-- What you are asked to do --
Write out all the data again, exactly as shown.

-- Extracted records --
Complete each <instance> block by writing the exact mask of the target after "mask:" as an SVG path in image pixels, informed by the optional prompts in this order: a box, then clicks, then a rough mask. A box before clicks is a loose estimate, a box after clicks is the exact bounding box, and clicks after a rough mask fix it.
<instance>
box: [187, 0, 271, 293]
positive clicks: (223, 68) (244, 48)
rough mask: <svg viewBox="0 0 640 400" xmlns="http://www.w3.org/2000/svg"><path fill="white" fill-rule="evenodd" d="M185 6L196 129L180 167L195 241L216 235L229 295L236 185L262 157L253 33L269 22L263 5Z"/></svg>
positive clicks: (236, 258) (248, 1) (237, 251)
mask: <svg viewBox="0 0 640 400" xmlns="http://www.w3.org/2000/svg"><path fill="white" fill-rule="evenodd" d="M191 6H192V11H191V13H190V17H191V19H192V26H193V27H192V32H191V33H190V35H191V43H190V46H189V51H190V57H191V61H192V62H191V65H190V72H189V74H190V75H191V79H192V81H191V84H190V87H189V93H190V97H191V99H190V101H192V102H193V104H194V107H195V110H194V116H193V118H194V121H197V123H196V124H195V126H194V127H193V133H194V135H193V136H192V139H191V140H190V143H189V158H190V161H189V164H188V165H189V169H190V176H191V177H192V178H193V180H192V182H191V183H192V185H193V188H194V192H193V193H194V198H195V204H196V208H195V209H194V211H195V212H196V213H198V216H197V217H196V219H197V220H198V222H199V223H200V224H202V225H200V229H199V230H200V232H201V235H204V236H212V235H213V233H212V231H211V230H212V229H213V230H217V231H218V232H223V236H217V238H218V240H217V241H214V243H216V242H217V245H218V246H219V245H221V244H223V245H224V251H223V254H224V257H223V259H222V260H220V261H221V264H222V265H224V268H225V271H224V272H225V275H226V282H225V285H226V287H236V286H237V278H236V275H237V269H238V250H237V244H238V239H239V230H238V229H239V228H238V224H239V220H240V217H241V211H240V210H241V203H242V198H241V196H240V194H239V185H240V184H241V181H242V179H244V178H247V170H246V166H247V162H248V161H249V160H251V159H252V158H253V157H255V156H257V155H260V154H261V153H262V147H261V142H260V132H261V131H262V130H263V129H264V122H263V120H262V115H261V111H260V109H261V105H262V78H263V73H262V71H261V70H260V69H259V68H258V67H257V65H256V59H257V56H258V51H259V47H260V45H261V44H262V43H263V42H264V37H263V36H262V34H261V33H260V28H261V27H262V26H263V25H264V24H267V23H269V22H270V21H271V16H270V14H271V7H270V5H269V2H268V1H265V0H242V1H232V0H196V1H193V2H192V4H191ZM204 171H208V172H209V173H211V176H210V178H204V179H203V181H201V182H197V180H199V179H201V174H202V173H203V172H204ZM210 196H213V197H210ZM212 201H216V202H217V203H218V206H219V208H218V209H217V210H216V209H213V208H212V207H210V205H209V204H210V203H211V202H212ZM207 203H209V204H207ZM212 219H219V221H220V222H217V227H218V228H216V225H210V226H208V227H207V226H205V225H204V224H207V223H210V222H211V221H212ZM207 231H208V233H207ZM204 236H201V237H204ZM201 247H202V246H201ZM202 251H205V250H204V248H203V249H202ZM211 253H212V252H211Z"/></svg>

-- Answer box --
Complete each <instance> block by writing the exact mask of the target after "mask:" as an SVG path in image pixels, informed by the optional prompts in this order: a box, then clicks, then a rough mask. A box before clicks is a loose estimate, a box after clicks is the exact bounding box, and clicks after a rough mask fix it.
<instance>
box: [187, 0, 271, 293]
positive clicks: (223, 68) (244, 48)
rough mask: <svg viewBox="0 0 640 400" xmlns="http://www.w3.org/2000/svg"><path fill="white" fill-rule="evenodd" d="M185 6L196 129L180 167L195 241L216 235L229 295L236 185L262 157L253 33L269 22L263 5Z"/></svg>
positive clicks: (236, 258) (248, 1) (237, 251)
mask: <svg viewBox="0 0 640 400" xmlns="http://www.w3.org/2000/svg"><path fill="white" fill-rule="evenodd" d="M191 6H192V11H191V13H190V17H191V19H192V26H193V27H192V32H191V33H190V35H191V43H190V46H189V51H190V57H191V61H192V62H191V65H190V72H189V74H190V75H191V79H192V81H191V84H190V87H189V93H190V97H191V99H190V101H192V102H193V104H194V107H195V110H194V116H193V118H194V121H197V123H196V124H195V126H194V127H193V133H194V135H193V136H192V139H191V140H190V143H189V158H190V161H189V164H188V165H189V169H190V176H191V177H192V178H193V180H192V182H191V183H192V185H193V188H194V192H193V193H194V198H195V204H196V208H195V209H194V211H195V212H196V213H198V216H197V217H196V219H197V220H198V222H199V223H200V224H202V225H200V229H199V230H200V232H201V235H204V236H212V235H213V233H212V231H211V230H212V229H213V230H217V231H218V232H223V236H217V238H218V240H217V241H214V243H216V242H217V245H218V246H219V245H221V244H223V245H224V251H223V254H224V257H223V259H222V260H220V261H221V264H222V265H224V268H225V271H224V272H225V275H226V282H225V285H226V287H236V286H237V278H236V275H237V269H238V250H237V244H238V239H239V230H238V229H239V228H238V224H239V220H240V217H241V211H240V210H241V203H242V198H241V196H240V194H239V185H240V184H241V181H242V179H244V178H247V170H246V166H247V162H248V161H249V160H251V159H252V158H253V157H255V156H257V155H260V154H261V153H262V147H261V142H260V132H261V131H262V130H263V129H264V122H263V120H262V115H261V111H260V109H261V105H262V78H263V73H262V71H261V70H260V69H259V68H258V67H257V65H256V59H257V56H258V51H259V47H260V45H261V44H262V43H263V42H264V37H263V36H262V34H261V33H260V28H261V27H262V26H263V25H264V24H267V23H269V22H270V21H271V16H270V14H271V7H270V5H269V2H268V1H265V0H242V1H232V0H196V1H193V2H192V4H191ZM204 171H208V172H209V173H211V176H210V178H204V179H203V181H201V182H197V180H199V179H201V174H202V173H203V172H204ZM210 196H213V197H210ZM212 201H216V202H217V203H218V206H219V208H218V209H217V210H216V209H213V208H212V207H210V205H209V204H210V203H211V202H212ZM207 203H209V204H207ZM212 219H219V221H220V222H217V227H218V228H216V225H210V226H208V227H207V226H205V225H204V224H207V223H210V222H211V221H212ZM207 231H208V233H207ZM204 236H201V237H204ZM201 247H202V246H201ZM202 251H205V250H204V248H203V249H202ZM211 253H212V252H211Z"/></svg>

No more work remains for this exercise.